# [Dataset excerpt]
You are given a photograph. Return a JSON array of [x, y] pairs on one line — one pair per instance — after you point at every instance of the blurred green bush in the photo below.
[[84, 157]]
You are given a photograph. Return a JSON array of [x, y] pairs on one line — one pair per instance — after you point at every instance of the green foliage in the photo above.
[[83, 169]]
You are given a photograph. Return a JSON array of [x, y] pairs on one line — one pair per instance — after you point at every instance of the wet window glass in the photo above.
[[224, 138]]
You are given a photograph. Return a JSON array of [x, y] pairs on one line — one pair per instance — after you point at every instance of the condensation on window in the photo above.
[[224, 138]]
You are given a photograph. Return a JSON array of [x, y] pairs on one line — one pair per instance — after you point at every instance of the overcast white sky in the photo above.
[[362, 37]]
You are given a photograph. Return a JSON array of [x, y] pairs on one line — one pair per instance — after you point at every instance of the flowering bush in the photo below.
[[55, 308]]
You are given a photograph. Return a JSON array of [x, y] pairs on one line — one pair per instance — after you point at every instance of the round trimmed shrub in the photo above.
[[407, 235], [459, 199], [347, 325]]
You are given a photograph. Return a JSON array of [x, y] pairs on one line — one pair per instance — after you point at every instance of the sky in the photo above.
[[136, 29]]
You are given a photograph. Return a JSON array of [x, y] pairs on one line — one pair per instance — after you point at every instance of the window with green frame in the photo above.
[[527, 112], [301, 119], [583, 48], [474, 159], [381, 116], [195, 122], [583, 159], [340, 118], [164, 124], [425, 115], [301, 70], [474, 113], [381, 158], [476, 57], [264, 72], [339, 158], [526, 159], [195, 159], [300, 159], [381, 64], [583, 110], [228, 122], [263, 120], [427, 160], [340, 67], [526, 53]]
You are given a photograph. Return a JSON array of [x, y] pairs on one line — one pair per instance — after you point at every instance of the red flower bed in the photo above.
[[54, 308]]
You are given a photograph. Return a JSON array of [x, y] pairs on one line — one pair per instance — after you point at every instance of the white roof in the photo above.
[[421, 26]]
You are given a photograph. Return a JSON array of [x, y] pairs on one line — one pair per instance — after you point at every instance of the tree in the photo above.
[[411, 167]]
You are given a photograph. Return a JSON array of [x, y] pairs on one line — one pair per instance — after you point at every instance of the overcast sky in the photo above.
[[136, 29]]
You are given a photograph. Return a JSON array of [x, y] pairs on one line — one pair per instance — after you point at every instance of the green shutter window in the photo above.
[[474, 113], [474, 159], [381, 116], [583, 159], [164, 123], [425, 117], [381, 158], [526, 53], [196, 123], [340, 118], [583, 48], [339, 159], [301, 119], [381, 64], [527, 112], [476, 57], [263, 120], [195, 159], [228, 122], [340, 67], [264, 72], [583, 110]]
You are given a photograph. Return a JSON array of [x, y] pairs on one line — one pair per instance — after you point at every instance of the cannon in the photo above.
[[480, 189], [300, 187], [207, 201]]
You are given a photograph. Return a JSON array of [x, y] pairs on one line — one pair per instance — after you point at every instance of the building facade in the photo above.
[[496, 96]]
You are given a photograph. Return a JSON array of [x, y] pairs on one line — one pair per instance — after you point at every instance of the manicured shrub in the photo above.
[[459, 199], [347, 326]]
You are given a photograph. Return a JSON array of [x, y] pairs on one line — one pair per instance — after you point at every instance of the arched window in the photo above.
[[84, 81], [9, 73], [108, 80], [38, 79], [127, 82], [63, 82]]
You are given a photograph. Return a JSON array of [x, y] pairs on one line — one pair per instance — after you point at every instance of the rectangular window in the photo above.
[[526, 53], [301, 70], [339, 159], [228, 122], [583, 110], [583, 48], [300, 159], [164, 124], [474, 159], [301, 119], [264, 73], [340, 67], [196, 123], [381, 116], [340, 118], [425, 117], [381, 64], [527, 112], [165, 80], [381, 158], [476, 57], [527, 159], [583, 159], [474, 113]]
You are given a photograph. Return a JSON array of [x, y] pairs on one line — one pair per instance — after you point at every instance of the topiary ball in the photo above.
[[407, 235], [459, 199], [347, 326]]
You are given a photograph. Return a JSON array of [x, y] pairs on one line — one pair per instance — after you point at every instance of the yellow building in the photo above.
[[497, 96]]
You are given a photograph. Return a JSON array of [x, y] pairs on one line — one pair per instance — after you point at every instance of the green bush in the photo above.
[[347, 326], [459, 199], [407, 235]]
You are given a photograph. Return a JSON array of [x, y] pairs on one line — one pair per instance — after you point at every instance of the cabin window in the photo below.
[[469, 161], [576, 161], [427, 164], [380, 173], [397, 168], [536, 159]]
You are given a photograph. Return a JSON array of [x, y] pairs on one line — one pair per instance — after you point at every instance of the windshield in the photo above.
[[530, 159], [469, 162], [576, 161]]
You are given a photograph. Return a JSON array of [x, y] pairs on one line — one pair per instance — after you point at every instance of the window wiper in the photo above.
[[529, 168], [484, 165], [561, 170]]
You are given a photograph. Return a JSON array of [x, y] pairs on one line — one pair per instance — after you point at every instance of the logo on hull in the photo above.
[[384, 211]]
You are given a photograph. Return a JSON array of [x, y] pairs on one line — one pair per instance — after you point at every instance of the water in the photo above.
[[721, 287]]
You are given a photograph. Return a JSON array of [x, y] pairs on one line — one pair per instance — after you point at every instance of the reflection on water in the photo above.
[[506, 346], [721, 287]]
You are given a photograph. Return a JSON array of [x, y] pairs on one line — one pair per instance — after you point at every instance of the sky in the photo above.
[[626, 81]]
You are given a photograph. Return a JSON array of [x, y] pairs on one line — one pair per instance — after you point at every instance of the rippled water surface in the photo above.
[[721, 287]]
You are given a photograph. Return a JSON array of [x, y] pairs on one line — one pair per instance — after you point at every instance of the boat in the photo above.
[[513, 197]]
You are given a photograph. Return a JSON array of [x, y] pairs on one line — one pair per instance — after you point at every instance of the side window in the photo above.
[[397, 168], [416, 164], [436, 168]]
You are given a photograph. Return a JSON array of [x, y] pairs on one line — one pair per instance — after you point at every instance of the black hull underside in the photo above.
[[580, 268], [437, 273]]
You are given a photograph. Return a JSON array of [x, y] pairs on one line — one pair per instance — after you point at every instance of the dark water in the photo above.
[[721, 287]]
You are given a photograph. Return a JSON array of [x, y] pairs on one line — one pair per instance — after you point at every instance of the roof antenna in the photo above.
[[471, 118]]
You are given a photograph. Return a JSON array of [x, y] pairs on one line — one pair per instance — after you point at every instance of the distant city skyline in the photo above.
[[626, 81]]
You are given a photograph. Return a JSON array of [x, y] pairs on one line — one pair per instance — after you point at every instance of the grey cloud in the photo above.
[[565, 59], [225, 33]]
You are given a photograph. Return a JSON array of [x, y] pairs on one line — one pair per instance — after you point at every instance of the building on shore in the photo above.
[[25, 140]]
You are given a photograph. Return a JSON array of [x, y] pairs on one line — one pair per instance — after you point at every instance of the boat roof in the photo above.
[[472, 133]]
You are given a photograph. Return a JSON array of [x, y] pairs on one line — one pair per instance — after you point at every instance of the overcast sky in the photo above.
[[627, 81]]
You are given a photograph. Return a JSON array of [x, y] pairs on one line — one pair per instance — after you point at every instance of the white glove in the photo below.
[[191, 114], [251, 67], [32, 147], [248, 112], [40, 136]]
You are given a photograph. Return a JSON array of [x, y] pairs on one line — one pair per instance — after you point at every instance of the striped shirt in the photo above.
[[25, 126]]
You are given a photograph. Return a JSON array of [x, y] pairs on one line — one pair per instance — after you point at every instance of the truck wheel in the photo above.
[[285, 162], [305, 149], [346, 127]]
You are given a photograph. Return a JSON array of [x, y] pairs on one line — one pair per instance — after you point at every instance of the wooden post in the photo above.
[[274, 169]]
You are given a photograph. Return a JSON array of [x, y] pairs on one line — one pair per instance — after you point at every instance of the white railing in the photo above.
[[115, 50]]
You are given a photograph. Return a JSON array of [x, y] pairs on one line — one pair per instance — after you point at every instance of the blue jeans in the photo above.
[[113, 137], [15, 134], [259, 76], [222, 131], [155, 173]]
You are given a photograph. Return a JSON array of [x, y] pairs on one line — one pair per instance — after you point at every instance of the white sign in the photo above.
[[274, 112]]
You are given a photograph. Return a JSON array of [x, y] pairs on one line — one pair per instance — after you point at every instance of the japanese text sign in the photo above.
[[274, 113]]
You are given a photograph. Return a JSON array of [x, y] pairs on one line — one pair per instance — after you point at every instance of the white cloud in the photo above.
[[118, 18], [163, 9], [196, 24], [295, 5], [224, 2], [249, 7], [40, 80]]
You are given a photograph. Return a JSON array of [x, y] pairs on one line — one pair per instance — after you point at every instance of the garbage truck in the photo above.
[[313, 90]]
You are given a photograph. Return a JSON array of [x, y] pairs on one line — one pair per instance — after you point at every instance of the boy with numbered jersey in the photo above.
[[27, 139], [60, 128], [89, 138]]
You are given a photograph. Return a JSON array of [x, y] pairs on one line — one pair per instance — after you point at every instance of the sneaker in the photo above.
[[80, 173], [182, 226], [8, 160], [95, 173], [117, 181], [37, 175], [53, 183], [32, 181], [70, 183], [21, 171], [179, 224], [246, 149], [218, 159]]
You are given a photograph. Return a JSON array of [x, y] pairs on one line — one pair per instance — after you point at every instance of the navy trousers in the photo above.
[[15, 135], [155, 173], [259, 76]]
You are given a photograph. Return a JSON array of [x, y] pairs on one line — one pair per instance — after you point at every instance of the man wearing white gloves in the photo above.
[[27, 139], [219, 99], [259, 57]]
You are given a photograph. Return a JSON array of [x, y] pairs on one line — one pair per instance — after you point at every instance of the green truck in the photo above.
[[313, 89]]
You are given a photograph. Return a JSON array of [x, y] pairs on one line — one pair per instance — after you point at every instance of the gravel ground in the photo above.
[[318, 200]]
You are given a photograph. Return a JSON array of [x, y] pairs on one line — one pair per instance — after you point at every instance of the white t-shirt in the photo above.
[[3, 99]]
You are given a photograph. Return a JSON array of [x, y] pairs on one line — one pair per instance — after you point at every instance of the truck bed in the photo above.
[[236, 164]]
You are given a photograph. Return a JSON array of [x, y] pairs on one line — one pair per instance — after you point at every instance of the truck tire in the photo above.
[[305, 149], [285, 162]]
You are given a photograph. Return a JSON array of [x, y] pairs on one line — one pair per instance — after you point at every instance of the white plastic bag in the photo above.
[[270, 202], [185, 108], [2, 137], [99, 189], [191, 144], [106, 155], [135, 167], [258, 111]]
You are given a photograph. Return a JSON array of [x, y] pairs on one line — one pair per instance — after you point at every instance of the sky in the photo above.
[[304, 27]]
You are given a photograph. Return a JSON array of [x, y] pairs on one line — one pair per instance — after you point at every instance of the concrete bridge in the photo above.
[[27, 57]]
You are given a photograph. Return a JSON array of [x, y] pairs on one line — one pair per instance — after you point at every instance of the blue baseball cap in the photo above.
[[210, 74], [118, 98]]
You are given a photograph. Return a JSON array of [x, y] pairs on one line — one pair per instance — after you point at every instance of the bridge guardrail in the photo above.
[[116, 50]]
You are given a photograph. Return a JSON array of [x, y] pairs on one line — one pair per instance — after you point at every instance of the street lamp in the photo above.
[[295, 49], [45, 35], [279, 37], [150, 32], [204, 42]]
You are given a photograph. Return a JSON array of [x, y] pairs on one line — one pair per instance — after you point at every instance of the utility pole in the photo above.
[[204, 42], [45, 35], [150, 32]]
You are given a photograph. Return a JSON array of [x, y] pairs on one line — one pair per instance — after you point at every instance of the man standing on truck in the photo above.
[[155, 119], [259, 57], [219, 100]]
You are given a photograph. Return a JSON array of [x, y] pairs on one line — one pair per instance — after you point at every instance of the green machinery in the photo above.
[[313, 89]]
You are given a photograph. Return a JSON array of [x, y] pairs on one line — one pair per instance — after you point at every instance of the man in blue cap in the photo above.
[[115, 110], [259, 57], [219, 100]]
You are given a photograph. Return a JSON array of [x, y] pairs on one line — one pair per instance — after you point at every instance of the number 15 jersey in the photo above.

# [Goal]
Convert the data starting at the line containing "on truck in the photo above." and ending at the line containing "[[155, 119], [259, 57], [219, 100]]" into a Markdown table with the columns Row and Line. Number each line in the Row column and omit blank lines.

# [Response to the task]
| Row | Line |
|---|---|
| 1 | You are given a photograph. Return a JSON array of [x, y] pairs on one line — one pair per instance — after you point at every instance of the man standing on truck in the photo above. |
| 2 | [[155, 119], [259, 57], [219, 100]] |